_Aim_:
Return the listing below word for word, every line unchanged.

_Records supplied_:

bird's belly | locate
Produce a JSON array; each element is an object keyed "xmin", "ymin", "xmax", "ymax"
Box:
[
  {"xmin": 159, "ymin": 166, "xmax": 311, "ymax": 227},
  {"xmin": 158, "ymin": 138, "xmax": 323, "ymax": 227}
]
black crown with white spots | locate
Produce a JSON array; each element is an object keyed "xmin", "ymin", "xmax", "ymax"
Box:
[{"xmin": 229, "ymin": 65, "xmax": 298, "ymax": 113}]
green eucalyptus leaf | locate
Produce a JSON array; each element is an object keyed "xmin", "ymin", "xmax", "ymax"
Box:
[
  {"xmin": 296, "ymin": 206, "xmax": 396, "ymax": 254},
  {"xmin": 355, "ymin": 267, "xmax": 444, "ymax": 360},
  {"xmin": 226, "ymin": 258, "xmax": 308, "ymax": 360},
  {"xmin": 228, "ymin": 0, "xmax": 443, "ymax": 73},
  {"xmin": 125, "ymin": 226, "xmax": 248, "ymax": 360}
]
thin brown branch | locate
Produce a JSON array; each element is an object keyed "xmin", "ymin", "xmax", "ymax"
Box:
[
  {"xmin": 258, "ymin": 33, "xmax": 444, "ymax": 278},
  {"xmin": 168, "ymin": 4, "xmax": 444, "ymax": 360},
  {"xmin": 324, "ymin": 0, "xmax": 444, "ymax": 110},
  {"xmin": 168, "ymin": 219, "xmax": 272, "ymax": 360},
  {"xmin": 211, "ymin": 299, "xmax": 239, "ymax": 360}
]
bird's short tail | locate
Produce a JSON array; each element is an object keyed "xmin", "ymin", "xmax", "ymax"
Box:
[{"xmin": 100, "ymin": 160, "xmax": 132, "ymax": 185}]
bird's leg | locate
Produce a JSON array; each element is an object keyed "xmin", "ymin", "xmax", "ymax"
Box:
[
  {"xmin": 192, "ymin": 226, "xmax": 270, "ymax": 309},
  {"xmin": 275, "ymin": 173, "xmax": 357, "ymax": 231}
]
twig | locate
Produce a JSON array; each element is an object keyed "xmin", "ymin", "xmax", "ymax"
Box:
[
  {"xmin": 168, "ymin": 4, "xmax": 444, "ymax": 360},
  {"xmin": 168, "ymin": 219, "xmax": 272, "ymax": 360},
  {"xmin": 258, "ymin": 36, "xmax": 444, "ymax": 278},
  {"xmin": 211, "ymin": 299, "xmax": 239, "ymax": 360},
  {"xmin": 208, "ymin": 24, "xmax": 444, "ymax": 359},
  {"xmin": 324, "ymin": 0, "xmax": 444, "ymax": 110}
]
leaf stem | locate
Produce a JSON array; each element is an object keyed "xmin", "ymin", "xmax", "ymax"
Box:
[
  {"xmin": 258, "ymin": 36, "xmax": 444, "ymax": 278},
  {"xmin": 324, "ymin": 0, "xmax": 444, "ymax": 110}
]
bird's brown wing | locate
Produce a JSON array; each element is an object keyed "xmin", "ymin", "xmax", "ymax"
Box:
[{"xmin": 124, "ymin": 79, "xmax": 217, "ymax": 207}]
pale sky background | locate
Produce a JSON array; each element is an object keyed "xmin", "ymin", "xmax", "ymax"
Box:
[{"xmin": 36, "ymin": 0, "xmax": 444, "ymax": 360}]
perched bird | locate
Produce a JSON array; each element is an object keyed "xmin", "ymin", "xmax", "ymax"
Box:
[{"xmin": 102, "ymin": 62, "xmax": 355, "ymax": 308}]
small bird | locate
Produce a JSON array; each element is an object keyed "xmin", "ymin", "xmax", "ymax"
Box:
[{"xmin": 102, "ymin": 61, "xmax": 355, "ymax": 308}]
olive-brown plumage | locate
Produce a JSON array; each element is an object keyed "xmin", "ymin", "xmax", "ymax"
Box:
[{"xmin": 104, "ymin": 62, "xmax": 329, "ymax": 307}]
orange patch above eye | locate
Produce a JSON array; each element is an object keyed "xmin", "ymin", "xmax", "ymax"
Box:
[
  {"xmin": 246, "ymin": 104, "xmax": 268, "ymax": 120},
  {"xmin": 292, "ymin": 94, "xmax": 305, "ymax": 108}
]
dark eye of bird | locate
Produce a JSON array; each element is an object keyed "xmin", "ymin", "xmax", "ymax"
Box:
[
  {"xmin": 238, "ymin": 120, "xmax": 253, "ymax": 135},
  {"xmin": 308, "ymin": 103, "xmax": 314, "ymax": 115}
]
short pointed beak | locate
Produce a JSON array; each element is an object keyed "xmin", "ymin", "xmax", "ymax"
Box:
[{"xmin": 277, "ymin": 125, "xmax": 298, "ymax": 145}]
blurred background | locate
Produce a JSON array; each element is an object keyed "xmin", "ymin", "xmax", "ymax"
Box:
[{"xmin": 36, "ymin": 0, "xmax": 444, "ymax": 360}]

_Solution_:
bird's belly | locate
Produce a JSON array; each element is an object keyed "xmin", "ymin", "xmax", "ymax"
Box:
[
  {"xmin": 159, "ymin": 166, "xmax": 311, "ymax": 227},
  {"xmin": 158, "ymin": 138, "xmax": 323, "ymax": 227}
]
black crown with white spots | locate
Produce a JSON array; each element is an object keyed "xmin", "ymin", "xmax", "ymax"
Box:
[{"xmin": 229, "ymin": 65, "xmax": 298, "ymax": 113}]
green eucalyptus leaf | locate
Produce a JSON array; each element is an object keyed "xmin", "ymin", "xmax", "ymax"
Box:
[
  {"xmin": 296, "ymin": 206, "xmax": 396, "ymax": 254},
  {"xmin": 355, "ymin": 267, "xmax": 444, "ymax": 360},
  {"xmin": 226, "ymin": 258, "xmax": 308, "ymax": 360},
  {"xmin": 228, "ymin": 0, "xmax": 443, "ymax": 73},
  {"xmin": 125, "ymin": 226, "xmax": 248, "ymax": 360}
]
thin brown branch | locate
Produce a JSON array; each element is an object keyed "xmin", "ymin", "xmax", "ymax"
Box:
[
  {"xmin": 258, "ymin": 33, "xmax": 444, "ymax": 278},
  {"xmin": 168, "ymin": 4, "xmax": 444, "ymax": 360},
  {"xmin": 324, "ymin": 0, "xmax": 444, "ymax": 110},
  {"xmin": 168, "ymin": 219, "xmax": 272, "ymax": 360},
  {"xmin": 211, "ymin": 299, "xmax": 239, "ymax": 360}
]
bird's short tail | locate
Produce a JSON array; each element is an object keyed "xmin", "ymin", "xmax", "ymax"
Box:
[{"xmin": 100, "ymin": 160, "xmax": 132, "ymax": 185}]
bird's leg | locate
Produce a JSON array; each element is an object keyed "xmin", "ymin", "xmax", "ymax"
Box:
[
  {"xmin": 192, "ymin": 226, "xmax": 270, "ymax": 309},
  {"xmin": 275, "ymin": 173, "xmax": 357, "ymax": 231}
]
twig | locate
Produce a JSON array; each element is an object keyed "xmin", "ymin", "xmax", "ymax"
Box:
[
  {"xmin": 168, "ymin": 4, "xmax": 444, "ymax": 360},
  {"xmin": 168, "ymin": 219, "xmax": 272, "ymax": 360},
  {"xmin": 258, "ymin": 36, "xmax": 444, "ymax": 278},
  {"xmin": 211, "ymin": 299, "xmax": 239, "ymax": 360},
  {"xmin": 208, "ymin": 24, "xmax": 444, "ymax": 359},
  {"xmin": 324, "ymin": 0, "xmax": 444, "ymax": 110}
]
leaf stem | locate
Produce a JSON array; each element is an object keyed "xmin", "ymin", "xmax", "ymax"
Box:
[
  {"xmin": 258, "ymin": 36, "xmax": 444, "ymax": 278},
  {"xmin": 324, "ymin": 0, "xmax": 444, "ymax": 110}
]
bird's brown wing | locate
Produce a JSON array; each element is an object keyed "xmin", "ymin", "xmax", "ymax"
Box:
[{"xmin": 124, "ymin": 79, "xmax": 217, "ymax": 207}]
pale sky background | locate
Produce a JSON array; each element is an object keyed "xmin", "ymin", "xmax", "ymax"
Box:
[{"xmin": 36, "ymin": 0, "xmax": 444, "ymax": 360}]
perched bird | locate
Produce a JSON array; each element is an object keyed "xmin", "ymin", "xmax", "ymax"
Box:
[{"xmin": 102, "ymin": 62, "xmax": 355, "ymax": 308}]
small bird | locate
Produce a JSON array; each element is an object keyed "xmin", "ymin", "xmax", "ymax"
Box:
[{"xmin": 102, "ymin": 61, "xmax": 355, "ymax": 308}]
olive-brown plumage | locate
Produce a JSON array; each element is an object keyed "xmin", "ymin", "xmax", "ymax"
Box:
[{"xmin": 104, "ymin": 62, "xmax": 329, "ymax": 307}]
orange patch above eye | locate
Produce a JSON array; each element is an object keyed "xmin", "ymin", "xmax", "ymax"
Box:
[
  {"xmin": 246, "ymin": 104, "xmax": 268, "ymax": 120},
  {"xmin": 292, "ymin": 94, "xmax": 305, "ymax": 108}
]
dark eye of bird | locate
Produce a JSON array; each element is an object keyed "xmin", "ymin", "xmax", "ymax"
Box:
[
  {"xmin": 238, "ymin": 120, "xmax": 253, "ymax": 135},
  {"xmin": 308, "ymin": 103, "xmax": 314, "ymax": 115}
]
short pointed beak | locate
Produce a JSON array; each element is an object keyed "xmin", "ymin", "xmax", "ymax"
Box:
[{"xmin": 277, "ymin": 125, "xmax": 298, "ymax": 145}]
blurred background | locate
Produce a JSON array; each element is an object keyed "xmin", "ymin", "xmax", "ymax"
Box:
[{"xmin": 36, "ymin": 0, "xmax": 444, "ymax": 360}]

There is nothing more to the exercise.